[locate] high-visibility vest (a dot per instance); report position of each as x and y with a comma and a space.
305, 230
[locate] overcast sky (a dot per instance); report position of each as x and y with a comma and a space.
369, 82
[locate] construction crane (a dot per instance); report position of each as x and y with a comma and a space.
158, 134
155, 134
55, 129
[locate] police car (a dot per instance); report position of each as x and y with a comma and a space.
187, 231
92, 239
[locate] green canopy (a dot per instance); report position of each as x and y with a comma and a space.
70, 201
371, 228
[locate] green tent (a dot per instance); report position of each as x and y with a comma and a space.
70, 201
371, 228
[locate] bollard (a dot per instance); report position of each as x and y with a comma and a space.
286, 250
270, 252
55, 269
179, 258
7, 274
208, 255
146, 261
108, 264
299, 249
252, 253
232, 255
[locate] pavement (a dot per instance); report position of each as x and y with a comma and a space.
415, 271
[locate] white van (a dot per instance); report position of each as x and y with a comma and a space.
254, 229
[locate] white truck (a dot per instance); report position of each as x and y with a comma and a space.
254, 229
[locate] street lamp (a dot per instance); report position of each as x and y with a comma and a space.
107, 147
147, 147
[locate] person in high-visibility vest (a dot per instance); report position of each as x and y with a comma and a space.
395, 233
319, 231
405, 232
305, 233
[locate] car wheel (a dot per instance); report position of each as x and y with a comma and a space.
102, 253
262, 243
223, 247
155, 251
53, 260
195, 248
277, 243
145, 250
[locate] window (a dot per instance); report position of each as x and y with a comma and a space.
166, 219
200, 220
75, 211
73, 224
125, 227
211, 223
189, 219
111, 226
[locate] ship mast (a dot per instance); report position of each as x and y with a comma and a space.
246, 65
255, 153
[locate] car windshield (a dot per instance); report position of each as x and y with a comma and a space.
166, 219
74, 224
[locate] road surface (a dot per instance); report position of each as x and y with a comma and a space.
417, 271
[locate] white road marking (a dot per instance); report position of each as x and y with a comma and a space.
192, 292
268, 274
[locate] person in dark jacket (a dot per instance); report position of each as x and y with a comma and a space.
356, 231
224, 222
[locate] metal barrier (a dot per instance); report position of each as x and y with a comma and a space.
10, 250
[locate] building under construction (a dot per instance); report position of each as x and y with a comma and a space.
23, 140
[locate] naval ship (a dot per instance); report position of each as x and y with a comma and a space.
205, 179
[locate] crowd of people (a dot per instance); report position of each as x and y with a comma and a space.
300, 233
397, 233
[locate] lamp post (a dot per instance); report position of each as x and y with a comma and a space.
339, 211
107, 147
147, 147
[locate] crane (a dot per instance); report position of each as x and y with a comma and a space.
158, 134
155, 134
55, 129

What to work on: Please print the full listing shown above, exactly as it appears.

Result of the task:
[locate] high-visibility vest (a dot per instance); report position of each as x and y with a comma and a space.
305, 230
[locate] overcast sky (a dot per instance); report position of each as x and y with a comma and a space.
369, 82
[locate] construction crane (a dot per instance); report position of each as x and y with a comma and a space.
158, 134
155, 134
55, 129
[locate] police car (a dot per instance); report position of each as x and y with a comma and a space.
187, 231
92, 239
[locate] green canopy (a dot per instance); report position of each as x and y with a comma and a space.
70, 201
371, 228
[locate] green tent (a dot per instance); report position of each as x and y with a comma and a space.
70, 201
371, 228
[locate] bollard (a dot per instance); report position of each as x and y with a comma and a space.
286, 250
270, 252
55, 269
179, 258
7, 274
208, 255
146, 261
108, 264
299, 249
252, 253
232, 255
[locate] pavement (a dot per instance); report position of each as x and y with a comma and a space.
415, 271
[locate] white van (a dot per instance); report position of each as x and y with a comma and a space.
254, 229
[locate] white truck (a dot per instance); report position of each as x and y with a comma and a space.
254, 229
[locate] street lamp (a dot per instance); report position of each as x and y with a comma and a space.
107, 147
147, 147
[locate] person in high-visibility vest (a dot per instance); report position of each as x and y with a comma and a space.
395, 233
319, 231
405, 232
305, 233
[locate] car wheel (a dot per instance); report position of each as x and y with a comma and a space.
102, 253
262, 243
223, 247
155, 251
53, 260
195, 248
277, 243
145, 250
[locate] window (a dot per instance); report position of each as x and y with a comma and a space.
166, 219
200, 220
75, 211
73, 224
125, 227
211, 223
189, 219
111, 226
[locate] ship mast (a dot per instance); report position of each as x and y with a comma and a space.
246, 65
255, 153
[locate] car windshield (a dot per instance); report position of each as x and y with a comma and a space.
166, 219
74, 224
[locate] road surface (a dot per instance); report position of each as x and y with a comma and a space.
417, 271
[locate] white road marking (a dot per instance); report position of each as x and y with a comma and a space.
192, 292
268, 274
[locate] person in dark jacket (a dot per instance); report position of each as x and y with a comma and a space.
356, 231
224, 222
[locate] metal barrier (a dot per instance); report position of each as x and y with a comma and a space.
10, 250
[locate] building under construction (a dot per instance); report position of each as x and y with a comma and a space.
23, 140
[locate] naval ship (a dot per instance); report position of each as x and y with a comma and a space.
205, 179
[locate] crowd of people (a dot per instance); report position of each as x and y with a comma and a space.
300, 233
397, 233
[locate] lamp post (a dot per instance); report position of each as x and y with a comma and a space.
339, 211
107, 147
147, 147
[locate] crane (a dot per instance); report position of each as x and y with a comma and a space.
158, 134
155, 134
55, 129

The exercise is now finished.